Your objective — Find the line in the entries below that contains "Target: tree canopy silhouette". Repeat it exactly, and every line after it through the line that contains "Target: wet rock surface".

Material for this exercise —
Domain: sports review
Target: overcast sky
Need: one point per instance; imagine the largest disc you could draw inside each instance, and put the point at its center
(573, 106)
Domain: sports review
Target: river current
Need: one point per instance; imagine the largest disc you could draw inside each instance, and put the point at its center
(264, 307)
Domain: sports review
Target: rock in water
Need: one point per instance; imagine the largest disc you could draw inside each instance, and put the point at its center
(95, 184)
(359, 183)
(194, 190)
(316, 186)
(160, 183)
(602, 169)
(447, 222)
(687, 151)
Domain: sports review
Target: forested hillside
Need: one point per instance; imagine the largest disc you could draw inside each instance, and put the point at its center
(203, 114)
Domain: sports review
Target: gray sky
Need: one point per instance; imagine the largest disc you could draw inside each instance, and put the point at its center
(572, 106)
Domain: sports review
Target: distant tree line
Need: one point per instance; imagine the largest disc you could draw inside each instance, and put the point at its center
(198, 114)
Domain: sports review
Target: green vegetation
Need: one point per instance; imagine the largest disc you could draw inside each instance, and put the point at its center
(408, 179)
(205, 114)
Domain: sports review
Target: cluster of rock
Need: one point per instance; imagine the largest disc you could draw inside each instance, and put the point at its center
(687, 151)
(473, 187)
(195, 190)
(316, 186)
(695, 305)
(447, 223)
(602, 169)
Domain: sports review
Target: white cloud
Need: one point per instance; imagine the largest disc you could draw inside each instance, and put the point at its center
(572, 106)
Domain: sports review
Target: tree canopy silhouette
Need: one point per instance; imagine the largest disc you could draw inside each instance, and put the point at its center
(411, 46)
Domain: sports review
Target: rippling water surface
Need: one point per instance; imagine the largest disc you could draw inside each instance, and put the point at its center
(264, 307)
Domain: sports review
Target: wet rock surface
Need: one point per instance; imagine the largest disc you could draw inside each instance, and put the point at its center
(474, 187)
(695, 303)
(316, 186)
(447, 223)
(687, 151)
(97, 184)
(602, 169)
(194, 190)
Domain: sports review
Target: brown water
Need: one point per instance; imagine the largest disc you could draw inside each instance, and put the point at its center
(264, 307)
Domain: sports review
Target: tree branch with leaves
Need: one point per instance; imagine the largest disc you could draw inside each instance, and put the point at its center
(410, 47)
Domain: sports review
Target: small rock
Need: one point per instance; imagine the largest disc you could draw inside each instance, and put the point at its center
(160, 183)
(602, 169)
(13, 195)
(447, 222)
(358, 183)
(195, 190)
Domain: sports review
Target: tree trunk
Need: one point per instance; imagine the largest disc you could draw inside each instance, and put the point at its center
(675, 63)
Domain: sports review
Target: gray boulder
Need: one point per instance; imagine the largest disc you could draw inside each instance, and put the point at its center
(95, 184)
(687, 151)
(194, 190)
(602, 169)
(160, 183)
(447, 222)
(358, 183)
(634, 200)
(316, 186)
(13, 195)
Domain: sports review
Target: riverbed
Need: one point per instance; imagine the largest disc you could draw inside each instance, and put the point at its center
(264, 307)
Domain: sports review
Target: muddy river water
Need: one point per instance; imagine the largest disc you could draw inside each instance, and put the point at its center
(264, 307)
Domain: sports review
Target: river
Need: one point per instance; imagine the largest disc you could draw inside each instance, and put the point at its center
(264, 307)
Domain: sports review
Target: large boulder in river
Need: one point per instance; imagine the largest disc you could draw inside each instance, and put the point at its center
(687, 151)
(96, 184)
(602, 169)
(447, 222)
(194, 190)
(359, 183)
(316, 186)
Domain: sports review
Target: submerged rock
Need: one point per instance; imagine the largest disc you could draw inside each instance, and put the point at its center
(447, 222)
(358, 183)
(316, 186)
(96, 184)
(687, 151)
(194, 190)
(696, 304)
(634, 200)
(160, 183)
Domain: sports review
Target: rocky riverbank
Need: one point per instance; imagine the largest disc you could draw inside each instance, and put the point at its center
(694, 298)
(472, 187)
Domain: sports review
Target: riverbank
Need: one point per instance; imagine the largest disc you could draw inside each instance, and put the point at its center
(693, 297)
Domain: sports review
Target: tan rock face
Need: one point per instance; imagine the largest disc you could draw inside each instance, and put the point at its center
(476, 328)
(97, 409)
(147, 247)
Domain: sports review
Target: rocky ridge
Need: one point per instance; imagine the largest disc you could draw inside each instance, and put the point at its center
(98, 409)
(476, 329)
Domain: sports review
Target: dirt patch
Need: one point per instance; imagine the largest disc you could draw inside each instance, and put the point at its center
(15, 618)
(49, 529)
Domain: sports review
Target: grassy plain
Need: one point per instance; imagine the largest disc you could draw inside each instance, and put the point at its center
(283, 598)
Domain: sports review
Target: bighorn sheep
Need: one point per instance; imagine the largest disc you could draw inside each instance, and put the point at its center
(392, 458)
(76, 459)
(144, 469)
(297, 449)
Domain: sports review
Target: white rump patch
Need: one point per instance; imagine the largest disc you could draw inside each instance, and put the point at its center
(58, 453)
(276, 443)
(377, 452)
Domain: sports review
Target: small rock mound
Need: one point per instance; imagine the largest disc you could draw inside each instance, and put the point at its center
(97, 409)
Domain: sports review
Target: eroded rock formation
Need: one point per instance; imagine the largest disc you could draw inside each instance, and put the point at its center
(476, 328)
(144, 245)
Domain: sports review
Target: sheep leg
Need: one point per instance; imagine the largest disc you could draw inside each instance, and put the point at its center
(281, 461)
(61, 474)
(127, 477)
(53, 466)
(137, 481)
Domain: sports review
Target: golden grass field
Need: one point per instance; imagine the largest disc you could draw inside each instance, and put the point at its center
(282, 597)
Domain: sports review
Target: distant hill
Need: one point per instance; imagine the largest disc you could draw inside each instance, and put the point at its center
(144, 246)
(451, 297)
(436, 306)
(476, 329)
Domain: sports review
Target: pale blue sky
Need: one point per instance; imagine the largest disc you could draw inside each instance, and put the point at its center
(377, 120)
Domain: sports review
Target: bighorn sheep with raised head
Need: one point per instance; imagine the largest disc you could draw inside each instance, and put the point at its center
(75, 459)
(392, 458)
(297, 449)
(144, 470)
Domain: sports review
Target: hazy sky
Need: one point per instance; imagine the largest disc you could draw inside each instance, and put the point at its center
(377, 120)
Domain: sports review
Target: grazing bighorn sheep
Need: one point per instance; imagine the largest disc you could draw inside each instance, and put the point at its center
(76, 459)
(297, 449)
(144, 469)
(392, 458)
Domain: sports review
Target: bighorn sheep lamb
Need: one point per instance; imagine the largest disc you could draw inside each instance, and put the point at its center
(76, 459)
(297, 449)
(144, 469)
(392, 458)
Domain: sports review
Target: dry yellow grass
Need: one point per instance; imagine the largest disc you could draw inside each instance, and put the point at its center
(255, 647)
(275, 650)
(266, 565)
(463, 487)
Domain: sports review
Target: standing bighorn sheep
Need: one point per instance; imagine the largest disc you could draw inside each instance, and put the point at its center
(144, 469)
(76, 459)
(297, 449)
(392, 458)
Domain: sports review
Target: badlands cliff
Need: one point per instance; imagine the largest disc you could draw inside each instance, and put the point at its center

Response to this exercise —
Target: tree canopy silhouette
Need: one point per instance; imagine the largest disc you could draw inside each instance, and put the point at its center
(411, 46)
Domain: sports review
Target: rippling water surface
Need: one point per instance; imagine the largest disc you could draw inside each instance, and put the point at its center
(264, 307)
Domain: sports review
Target: wet rock surface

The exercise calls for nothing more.